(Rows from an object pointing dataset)
▼▼▼
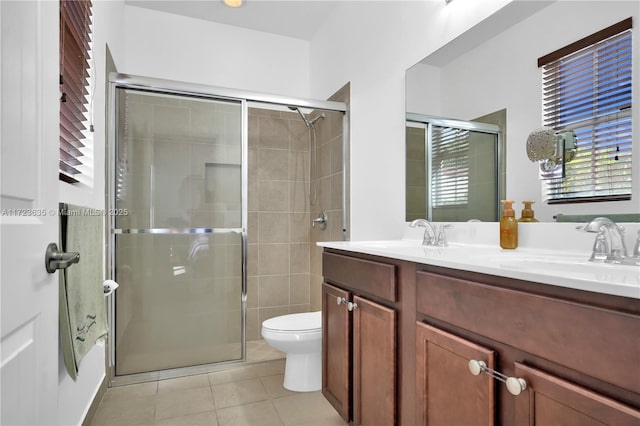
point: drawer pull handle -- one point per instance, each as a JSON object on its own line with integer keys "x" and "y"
{"x": 350, "y": 305}
{"x": 515, "y": 385}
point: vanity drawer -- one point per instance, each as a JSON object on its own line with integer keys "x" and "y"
{"x": 375, "y": 278}
{"x": 596, "y": 342}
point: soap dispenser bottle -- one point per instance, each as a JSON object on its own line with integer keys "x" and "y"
{"x": 527, "y": 213}
{"x": 508, "y": 226}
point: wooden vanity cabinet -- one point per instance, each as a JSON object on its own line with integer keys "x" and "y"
{"x": 402, "y": 356}
{"x": 446, "y": 393}
{"x": 550, "y": 343}
{"x": 359, "y": 339}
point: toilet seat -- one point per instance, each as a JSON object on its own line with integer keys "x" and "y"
{"x": 307, "y": 322}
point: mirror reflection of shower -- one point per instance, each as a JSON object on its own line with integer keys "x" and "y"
{"x": 313, "y": 154}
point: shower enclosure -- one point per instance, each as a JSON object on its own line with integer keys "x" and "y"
{"x": 186, "y": 244}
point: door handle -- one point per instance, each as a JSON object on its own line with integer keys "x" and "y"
{"x": 54, "y": 259}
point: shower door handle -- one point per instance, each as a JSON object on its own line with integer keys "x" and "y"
{"x": 321, "y": 220}
{"x": 54, "y": 259}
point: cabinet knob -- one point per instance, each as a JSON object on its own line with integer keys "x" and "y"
{"x": 515, "y": 385}
{"x": 476, "y": 367}
{"x": 350, "y": 305}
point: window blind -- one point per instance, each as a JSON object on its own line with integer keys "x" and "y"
{"x": 588, "y": 91}
{"x": 450, "y": 166}
{"x": 75, "y": 39}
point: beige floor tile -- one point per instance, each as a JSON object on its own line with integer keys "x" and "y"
{"x": 131, "y": 391}
{"x": 208, "y": 418}
{"x": 309, "y": 408}
{"x": 232, "y": 375}
{"x": 121, "y": 411}
{"x": 269, "y": 368}
{"x": 239, "y": 392}
{"x": 255, "y": 414}
{"x": 183, "y": 383}
{"x": 183, "y": 402}
{"x": 273, "y": 385}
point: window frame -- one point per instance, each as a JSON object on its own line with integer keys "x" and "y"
{"x": 75, "y": 74}
{"x": 556, "y": 190}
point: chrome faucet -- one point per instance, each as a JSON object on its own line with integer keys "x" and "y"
{"x": 431, "y": 237}
{"x": 609, "y": 246}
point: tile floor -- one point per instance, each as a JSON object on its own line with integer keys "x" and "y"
{"x": 251, "y": 394}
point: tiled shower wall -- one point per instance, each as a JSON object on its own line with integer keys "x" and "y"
{"x": 331, "y": 158}
{"x": 284, "y": 264}
{"x": 278, "y": 232}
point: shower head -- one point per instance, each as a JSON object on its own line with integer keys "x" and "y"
{"x": 292, "y": 108}
{"x": 309, "y": 123}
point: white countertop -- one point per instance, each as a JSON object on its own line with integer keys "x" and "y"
{"x": 569, "y": 269}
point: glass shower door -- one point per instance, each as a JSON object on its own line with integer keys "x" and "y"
{"x": 178, "y": 241}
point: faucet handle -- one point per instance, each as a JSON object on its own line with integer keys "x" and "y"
{"x": 600, "y": 247}
{"x": 442, "y": 235}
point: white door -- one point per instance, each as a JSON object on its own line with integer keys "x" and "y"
{"x": 28, "y": 199}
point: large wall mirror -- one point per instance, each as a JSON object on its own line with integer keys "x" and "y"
{"x": 491, "y": 71}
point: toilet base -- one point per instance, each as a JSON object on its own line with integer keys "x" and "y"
{"x": 303, "y": 372}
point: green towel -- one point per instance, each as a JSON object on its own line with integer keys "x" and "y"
{"x": 83, "y": 316}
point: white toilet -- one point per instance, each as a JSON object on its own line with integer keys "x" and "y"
{"x": 300, "y": 337}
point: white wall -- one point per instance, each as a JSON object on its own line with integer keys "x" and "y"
{"x": 503, "y": 73}
{"x": 173, "y": 47}
{"x": 371, "y": 44}
{"x": 75, "y": 397}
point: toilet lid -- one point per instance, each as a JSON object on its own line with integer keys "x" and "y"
{"x": 295, "y": 322}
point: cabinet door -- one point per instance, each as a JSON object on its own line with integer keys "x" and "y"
{"x": 335, "y": 349}
{"x": 446, "y": 392}
{"x": 553, "y": 401}
{"x": 374, "y": 363}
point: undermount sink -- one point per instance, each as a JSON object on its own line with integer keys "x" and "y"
{"x": 387, "y": 243}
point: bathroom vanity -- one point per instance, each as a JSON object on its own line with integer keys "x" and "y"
{"x": 412, "y": 336}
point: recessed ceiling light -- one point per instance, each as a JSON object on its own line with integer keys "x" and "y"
{"x": 233, "y": 3}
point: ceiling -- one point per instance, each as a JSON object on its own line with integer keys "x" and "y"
{"x": 292, "y": 18}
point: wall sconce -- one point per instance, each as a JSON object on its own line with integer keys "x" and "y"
{"x": 553, "y": 150}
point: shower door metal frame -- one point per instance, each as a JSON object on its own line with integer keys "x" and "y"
{"x": 126, "y": 81}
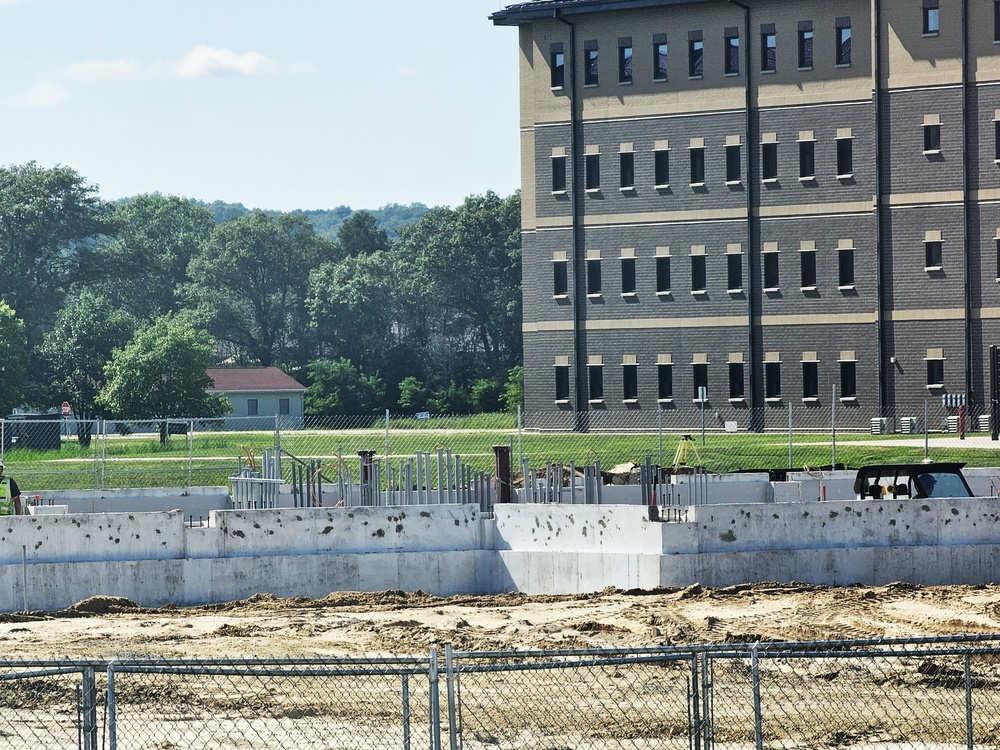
▲▲▲
> **Work to be completed**
Rewrite all of the lines above, changing "one point per instance" to "a single point for every instance" wherever it occurs and leaving everything else unchanged. Leave the pictures out of your answer.

> **The solution**
point: drawer pull handle -- a single point for every instance, each as a JSON object on its own line with integer keys "x" and "y"
{"x": 350, "y": 305}
{"x": 515, "y": 385}
point: vanity drawer -- a single point for every instance, each as a JSON object on its own line with integer keys "x" and "y"
{"x": 375, "y": 278}
{"x": 596, "y": 342}
point: soap dispenser bottle -- a single point for every instance, each as a JSON object on its own line with integer keys "x" and "y"
{"x": 527, "y": 213}
{"x": 508, "y": 226}
point: wooden vanity cabinet -- a single point for every instance, each as a JSON object on its own line with integer keys "x" and "y"
{"x": 402, "y": 356}
{"x": 446, "y": 393}
{"x": 550, "y": 343}
{"x": 359, "y": 339}
point: toilet seat -- a single point for every instance, each as a JSON object on its own line with integer keys "x" and "y"
{"x": 307, "y": 322}
point: mirror reflection of shower -- a single point for every instance, each as a JSON object on its own line with integer keys "x" and "y"
{"x": 313, "y": 154}
point: shower enclosure -- a single point for every instance, each as a JSON object on its own line with integer keys "x" and "y"
{"x": 186, "y": 244}
point: door handle -- a single point for every instance, each as a JSON object on its own line with integer keys "x" and "y"
{"x": 54, "y": 259}
point: shower door handle -- a single point for every instance, each as a JSON object on its own line with integer keys "x" and "y"
{"x": 321, "y": 220}
{"x": 54, "y": 259}
point: cabinet knob -- a single point for every instance, each as a JSON object on its own line with integer keys "x" and "y"
{"x": 515, "y": 385}
{"x": 476, "y": 367}
{"x": 350, "y": 305}
point: window blind -- a single point for every instance, each as a JSON object on its own line with integer keys "x" and "y"
{"x": 588, "y": 91}
{"x": 450, "y": 166}
{"x": 75, "y": 39}
point: beige floor tile -- a single point for every instance, each as a JSON object on its own line with integer keys "x" and "y"
{"x": 131, "y": 391}
{"x": 208, "y": 418}
{"x": 309, "y": 408}
{"x": 232, "y": 375}
{"x": 121, "y": 411}
{"x": 269, "y": 368}
{"x": 239, "y": 392}
{"x": 255, "y": 414}
{"x": 183, "y": 383}
{"x": 183, "y": 402}
{"x": 273, "y": 385}
point: window frame -- a single point for every instance, each as a JSON object on its own line with integer keys "x" and "y"
{"x": 75, "y": 74}
{"x": 556, "y": 190}
point: chrome faucet -- a single point for every instance, each as a JSON object on its own line with integer keys "x" and "y"
{"x": 431, "y": 237}
{"x": 609, "y": 246}
point: tile floor -- a single point for every instance, each as a JSON object on its own line with integer keys "x" and "y"
{"x": 251, "y": 394}
point: tiled shower wall -- a single point for every instance, each as a JSON object on its own line with integer keys "x" and "y"
{"x": 331, "y": 158}
{"x": 284, "y": 264}
{"x": 278, "y": 232}
point: shower head -- a single point for every instance, each as a JSON object on its own line with integer keys "x" and "y"
{"x": 292, "y": 108}
{"x": 309, "y": 123}
point: white countertop -- a single point for every instance, each as a JSON object on its own line with integer keys "x" and "y"
{"x": 569, "y": 269}
point: glass shower door -- a single point for every instance, each as a JSON object on its own line with integer keys "x" and "y"
{"x": 178, "y": 241}
point: faucet handle -- a single point for every instance, each as a JSON object on its own line with integer keys "x" and "y"
{"x": 600, "y": 247}
{"x": 442, "y": 235}
point: white door -- a single point for every instance, each as a JSON object on its own line with integer keys "x" and "y"
{"x": 28, "y": 199}
point: large wall mirror -- a single point for every instance, each as a JSON object on its own line with integer keys "x" and "y"
{"x": 491, "y": 71}
point: toilet base -- a single point for every instance, each as a JSON object on its own line with integer keys "x" and "y"
{"x": 303, "y": 372}
point: green towel -- a single point for every instance, each as a JSON object on its own line with integer keys "x" and "y"
{"x": 83, "y": 316}
point: white toilet -- a single point for every instance, each as a JSON object on its own line with integer keys "x" and "y"
{"x": 300, "y": 337}
point: white wall -- a single point for every instance, each as a JSON object on its own line with integer keys "x" and "y"
{"x": 503, "y": 73}
{"x": 173, "y": 47}
{"x": 371, "y": 44}
{"x": 75, "y": 397}
point: toilet lid -- a single point for every instance, each as a JSON object on its own line with integer keys "x" and "y"
{"x": 295, "y": 322}
point: cabinet door -- a single point for every instance, each as a JSON object on its own line with integer keys "x" and "y"
{"x": 335, "y": 349}
{"x": 446, "y": 392}
{"x": 553, "y": 401}
{"x": 374, "y": 363}
point: undermount sink -- a single point for every instance, each as a JSON object on its own line with integer keys "x" and "y"
{"x": 387, "y": 243}
point: bathroom vanity -- a single point for every instance, each as a JSON object on its own line with integer keys "x" and "y"
{"x": 412, "y": 336}
point: recessed ceiling light -- a single point for every instance, each as a JSON object on its own line with integer keys "x" and "y"
{"x": 233, "y": 3}
point: ceiling -- a single point for every instance, each as a JSON object on its own line with integer keys "x" and "y"
{"x": 292, "y": 18}
point: wall sconce -- a single point for every instance, each as a JSON object on its own line with integer keys "x" and "y"
{"x": 553, "y": 150}
point: shower door metal frame -- a single point for every instance, each as a JSON object on its own line with integer keys "x" and "y"
{"x": 126, "y": 81}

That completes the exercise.